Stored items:

_ _ _ _ _ _ _

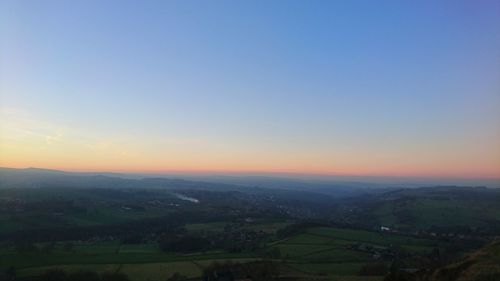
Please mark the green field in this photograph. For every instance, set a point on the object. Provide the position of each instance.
(324, 252)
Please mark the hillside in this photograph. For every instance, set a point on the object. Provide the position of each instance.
(437, 209)
(482, 265)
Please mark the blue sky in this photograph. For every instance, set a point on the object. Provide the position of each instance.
(348, 87)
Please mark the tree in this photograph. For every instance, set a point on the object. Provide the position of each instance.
(83, 276)
(115, 276)
(53, 275)
(373, 269)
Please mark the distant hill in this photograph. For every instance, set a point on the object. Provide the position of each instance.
(425, 208)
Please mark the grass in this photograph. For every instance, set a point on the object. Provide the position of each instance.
(321, 250)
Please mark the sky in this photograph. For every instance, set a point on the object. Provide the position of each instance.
(389, 88)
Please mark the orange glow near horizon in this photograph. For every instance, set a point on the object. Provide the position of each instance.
(56, 147)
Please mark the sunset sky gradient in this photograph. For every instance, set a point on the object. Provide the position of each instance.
(392, 88)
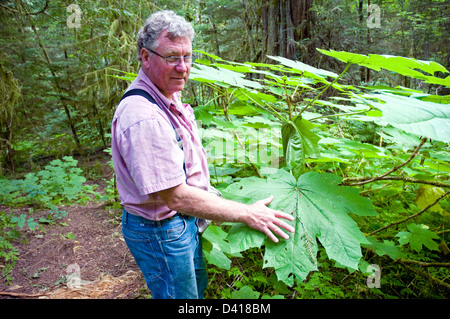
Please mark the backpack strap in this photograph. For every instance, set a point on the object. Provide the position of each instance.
(147, 95)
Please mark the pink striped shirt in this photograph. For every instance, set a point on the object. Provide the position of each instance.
(146, 154)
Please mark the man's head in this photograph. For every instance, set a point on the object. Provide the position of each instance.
(166, 35)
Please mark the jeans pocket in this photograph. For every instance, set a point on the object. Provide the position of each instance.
(175, 232)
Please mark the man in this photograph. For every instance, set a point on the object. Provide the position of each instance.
(163, 182)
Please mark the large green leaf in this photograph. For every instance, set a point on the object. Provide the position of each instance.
(321, 208)
(414, 116)
(418, 69)
(299, 141)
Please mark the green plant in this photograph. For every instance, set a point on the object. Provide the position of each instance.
(59, 182)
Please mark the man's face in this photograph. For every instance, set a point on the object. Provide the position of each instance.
(168, 78)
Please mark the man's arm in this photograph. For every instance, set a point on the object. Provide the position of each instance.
(196, 202)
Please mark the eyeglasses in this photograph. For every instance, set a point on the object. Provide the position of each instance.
(175, 60)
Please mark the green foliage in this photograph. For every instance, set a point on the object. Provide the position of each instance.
(60, 182)
(317, 161)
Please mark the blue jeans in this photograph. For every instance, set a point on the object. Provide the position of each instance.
(169, 254)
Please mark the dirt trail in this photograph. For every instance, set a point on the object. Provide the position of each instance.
(88, 248)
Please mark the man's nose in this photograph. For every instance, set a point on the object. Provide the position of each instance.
(182, 66)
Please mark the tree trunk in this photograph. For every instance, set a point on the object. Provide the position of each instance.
(285, 24)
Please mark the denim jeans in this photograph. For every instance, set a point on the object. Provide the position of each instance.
(169, 254)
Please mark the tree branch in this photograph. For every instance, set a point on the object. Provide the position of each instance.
(395, 168)
(424, 264)
(410, 217)
(396, 178)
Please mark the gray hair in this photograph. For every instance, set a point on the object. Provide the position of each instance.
(175, 25)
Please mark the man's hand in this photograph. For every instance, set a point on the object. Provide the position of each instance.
(196, 202)
(267, 220)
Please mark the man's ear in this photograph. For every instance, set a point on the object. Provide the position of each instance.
(145, 54)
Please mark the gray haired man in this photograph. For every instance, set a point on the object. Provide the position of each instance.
(162, 172)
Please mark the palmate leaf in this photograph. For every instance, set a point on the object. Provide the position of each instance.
(299, 141)
(414, 116)
(321, 208)
(401, 65)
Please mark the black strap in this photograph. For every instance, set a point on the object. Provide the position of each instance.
(147, 95)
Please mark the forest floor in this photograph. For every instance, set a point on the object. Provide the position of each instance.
(82, 255)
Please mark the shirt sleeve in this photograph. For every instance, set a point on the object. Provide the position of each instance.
(152, 155)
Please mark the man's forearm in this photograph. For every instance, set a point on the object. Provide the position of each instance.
(196, 202)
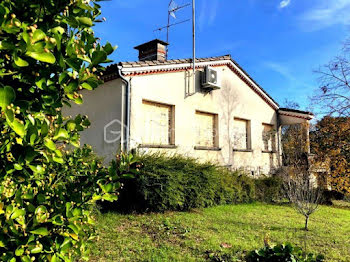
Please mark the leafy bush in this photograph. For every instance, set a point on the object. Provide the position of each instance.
(282, 253)
(48, 52)
(269, 189)
(329, 195)
(181, 183)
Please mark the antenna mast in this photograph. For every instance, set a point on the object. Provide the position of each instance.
(194, 43)
(172, 8)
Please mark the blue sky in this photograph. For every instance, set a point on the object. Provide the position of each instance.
(278, 42)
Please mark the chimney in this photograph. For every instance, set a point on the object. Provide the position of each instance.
(153, 50)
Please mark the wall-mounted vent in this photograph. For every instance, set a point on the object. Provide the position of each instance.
(211, 78)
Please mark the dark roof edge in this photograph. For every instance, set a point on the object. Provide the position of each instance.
(295, 111)
(152, 41)
(252, 79)
(229, 57)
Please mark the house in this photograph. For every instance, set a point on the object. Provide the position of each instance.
(153, 105)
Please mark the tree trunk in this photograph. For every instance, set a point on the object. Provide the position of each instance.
(306, 222)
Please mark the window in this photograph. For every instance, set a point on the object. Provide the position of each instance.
(158, 124)
(269, 138)
(241, 134)
(206, 130)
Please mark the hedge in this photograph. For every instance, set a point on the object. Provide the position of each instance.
(181, 183)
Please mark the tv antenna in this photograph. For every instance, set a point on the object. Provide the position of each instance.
(172, 9)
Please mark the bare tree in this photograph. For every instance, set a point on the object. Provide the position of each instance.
(333, 94)
(301, 189)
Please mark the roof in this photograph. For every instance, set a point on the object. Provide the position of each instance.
(110, 72)
(296, 111)
(173, 61)
(154, 41)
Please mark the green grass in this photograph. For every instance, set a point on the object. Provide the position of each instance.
(231, 229)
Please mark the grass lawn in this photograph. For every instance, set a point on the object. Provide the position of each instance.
(214, 232)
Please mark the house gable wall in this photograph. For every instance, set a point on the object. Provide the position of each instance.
(234, 99)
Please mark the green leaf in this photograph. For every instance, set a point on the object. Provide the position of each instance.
(26, 259)
(37, 249)
(7, 96)
(49, 144)
(54, 258)
(84, 21)
(40, 231)
(10, 116)
(71, 125)
(19, 252)
(42, 56)
(4, 45)
(17, 213)
(108, 48)
(62, 134)
(20, 62)
(63, 78)
(17, 166)
(58, 29)
(44, 128)
(71, 87)
(98, 57)
(38, 35)
(58, 159)
(17, 126)
(31, 119)
(86, 86)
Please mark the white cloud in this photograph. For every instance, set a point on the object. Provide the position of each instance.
(284, 4)
(327, 13)
(286, 73)
(207, 14)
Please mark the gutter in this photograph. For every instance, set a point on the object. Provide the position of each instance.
(126, 120)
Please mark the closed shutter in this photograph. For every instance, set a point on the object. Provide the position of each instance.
(205, 129)
(157, 121)
(240, 134)
(269, 138)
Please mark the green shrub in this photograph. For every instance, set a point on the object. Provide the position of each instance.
(48, 52)
(282, 253)
(269, 189)
(181, 183)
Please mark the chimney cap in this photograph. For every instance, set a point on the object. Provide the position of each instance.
(152, 42)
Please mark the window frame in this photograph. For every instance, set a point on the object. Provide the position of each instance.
(248, 136)
(171, 128)
(272, 138)
(215, 138)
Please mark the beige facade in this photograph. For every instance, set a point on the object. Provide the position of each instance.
(237, 125)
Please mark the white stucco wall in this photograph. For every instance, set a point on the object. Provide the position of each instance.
(102, 106)
(234, 99)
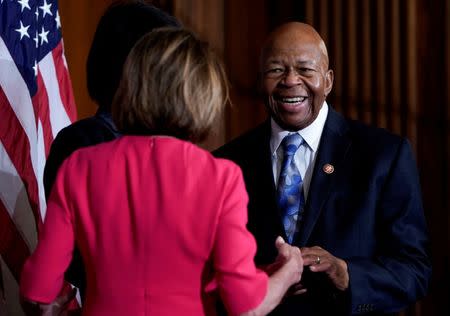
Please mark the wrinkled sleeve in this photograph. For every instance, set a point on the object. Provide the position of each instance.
(401, 267)
(43, 273)
(241, 285)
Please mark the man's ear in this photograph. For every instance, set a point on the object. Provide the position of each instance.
(329, 79)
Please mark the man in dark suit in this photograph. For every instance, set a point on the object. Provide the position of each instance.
(358, 214)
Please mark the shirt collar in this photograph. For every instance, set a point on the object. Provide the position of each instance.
(311, 134)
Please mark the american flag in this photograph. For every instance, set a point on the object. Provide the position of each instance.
(36, 101)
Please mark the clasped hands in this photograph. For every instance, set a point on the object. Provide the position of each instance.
(318, 260)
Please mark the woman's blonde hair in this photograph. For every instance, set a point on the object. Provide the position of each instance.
(172, 84)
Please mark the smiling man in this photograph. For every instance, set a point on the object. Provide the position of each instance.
(347, 193)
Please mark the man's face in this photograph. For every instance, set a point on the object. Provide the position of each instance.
(295, 79)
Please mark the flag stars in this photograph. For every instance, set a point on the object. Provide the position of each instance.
(43, 36)
(36, 39)
(24, 4)
(46, 9)
(23, 30)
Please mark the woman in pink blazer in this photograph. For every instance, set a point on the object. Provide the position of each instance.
(160, 222)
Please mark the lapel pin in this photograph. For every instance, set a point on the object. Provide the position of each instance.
(328, 169)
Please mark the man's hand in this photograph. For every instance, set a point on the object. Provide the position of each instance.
(55, 308)
(320, 260)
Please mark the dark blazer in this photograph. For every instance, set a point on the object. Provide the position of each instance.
(86, 132)
(367, 212)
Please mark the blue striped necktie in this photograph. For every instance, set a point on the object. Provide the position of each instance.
(290, 197)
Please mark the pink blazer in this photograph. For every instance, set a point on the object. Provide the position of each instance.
(158, 222)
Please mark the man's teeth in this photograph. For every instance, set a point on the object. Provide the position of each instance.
(293, 100)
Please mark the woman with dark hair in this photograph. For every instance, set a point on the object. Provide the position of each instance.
(172, 227)
(121, 26)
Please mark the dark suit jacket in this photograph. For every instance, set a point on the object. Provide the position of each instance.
(87, 132)
(368, 212)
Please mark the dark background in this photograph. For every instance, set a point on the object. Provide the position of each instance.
(392, 69)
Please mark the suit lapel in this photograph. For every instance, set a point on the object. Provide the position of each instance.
(334, 145)
(261, 175)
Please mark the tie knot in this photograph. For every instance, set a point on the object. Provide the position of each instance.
(291, 143)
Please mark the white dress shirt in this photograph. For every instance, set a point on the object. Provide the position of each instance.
(305, 156)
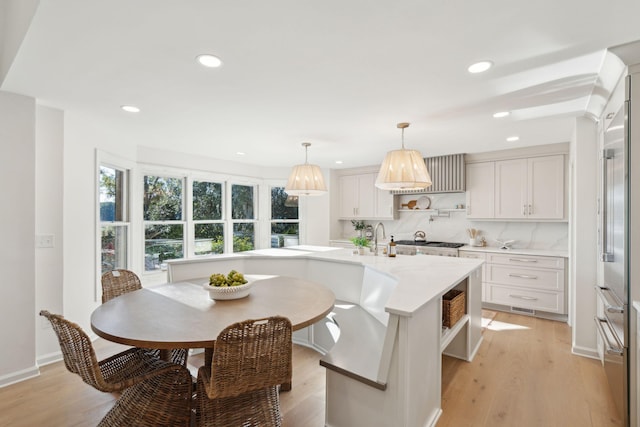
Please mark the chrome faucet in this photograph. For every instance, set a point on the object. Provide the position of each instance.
(375, 237)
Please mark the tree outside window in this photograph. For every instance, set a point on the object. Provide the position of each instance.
(207, 217)
(114, 225)
(243, 217)
(163, 217)
(284, 219)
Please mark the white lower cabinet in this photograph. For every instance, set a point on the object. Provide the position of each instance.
(477, 255)
(525, 282)
(528, 282)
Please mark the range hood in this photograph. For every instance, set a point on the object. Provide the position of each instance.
(447, 175)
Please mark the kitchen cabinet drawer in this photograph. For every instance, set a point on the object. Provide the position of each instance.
(526, 277)
(526, 260)
(525, 298)
(475, 255)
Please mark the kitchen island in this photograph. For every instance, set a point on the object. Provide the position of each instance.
(387, 368)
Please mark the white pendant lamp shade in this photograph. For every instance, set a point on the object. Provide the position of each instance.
(305, 179)
(403, 169)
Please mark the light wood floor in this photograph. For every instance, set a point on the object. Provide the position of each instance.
(523, 375)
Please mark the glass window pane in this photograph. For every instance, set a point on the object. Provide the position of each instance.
(243, 237)
(284, 234)
(113, 243)
(207, 200)
(162, 198)
(209, 239)
(111, 194)
(162, 242)
(282, 206)
(242, 201)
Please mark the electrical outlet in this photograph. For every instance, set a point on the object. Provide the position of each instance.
(44, 241)
(44, 323)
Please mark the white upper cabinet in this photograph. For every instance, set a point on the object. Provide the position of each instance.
(384, 203)
(360, 198)
(523, 189)
(511, 189)
(480, 182)
(546, 187)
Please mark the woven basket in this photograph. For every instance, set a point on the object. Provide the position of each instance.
(229, 292)
(453, 303)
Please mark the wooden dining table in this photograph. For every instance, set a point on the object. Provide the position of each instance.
(182, 315)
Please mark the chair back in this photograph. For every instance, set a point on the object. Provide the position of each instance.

_ _ _ _ _ _ _

The problem: Counting the line that contains "Please mark the glass" as the first, copy exactly every line through the end of the records, and nothing else.

Task response:
Please mark the glass window pane in this photograph. For every instance, set a point on the object. Provide the position of each instance.
(243, 237)
(284, 234)
(113, 243)
(207, 200)
(162, 198)
(209, 239)
(111, 194)
(162, 242)
(282, 206)
(242, 201)
Please mark the electrical outlet in this photograph. For every instance, set a point on the object. Provide the position of each instance.
(44, 241)
(44, 323)
Please mark the white upper cabinet in this photograph. For every instance, set a point on the object. Provide the position of each instance.
(384, 203)
(360, 198)
(523, 189)
(511, 189)
(480, 182)
(546, 187)
Please mark the woven basket in this photograph. For every instance, set a point on the object. Provide the position of each instance.
(229, 292)
(453, 303)
Please mark the wooden dining table in this photograph. For every instance, set a point on the object. Provide the position of each instance.
(182, 315)
Please mark the chair back in this photograph. For every instance, set a point on the object. Provide the position of each instance.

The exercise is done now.